TASK INSTRUCTIONS –
Copy out word for word the stretch of rows from the line containing "Set-play tagging: locate each instance of the church" through the end of the rows, leaving out the pictures.

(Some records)
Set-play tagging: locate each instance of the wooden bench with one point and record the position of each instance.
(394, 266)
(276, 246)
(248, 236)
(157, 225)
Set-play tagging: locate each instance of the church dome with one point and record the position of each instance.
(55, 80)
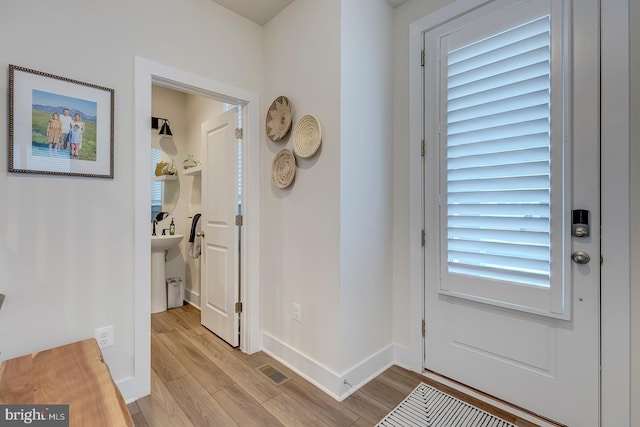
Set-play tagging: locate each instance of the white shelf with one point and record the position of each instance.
(165, 178)
(193, 171)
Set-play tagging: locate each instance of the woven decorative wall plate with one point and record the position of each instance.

TASK ANSWER –
Set-play tagging: locate each instance of the church dome with one point and record the position of each instance.
(55, 80)
Set-play tagging: locate each instance of the white shelf with one point and record the position of each instance.
(165, 178)
(193, 171)
Set-play tagging: locate each instance of the woven decorative wall plate with one point and record the position of each instance.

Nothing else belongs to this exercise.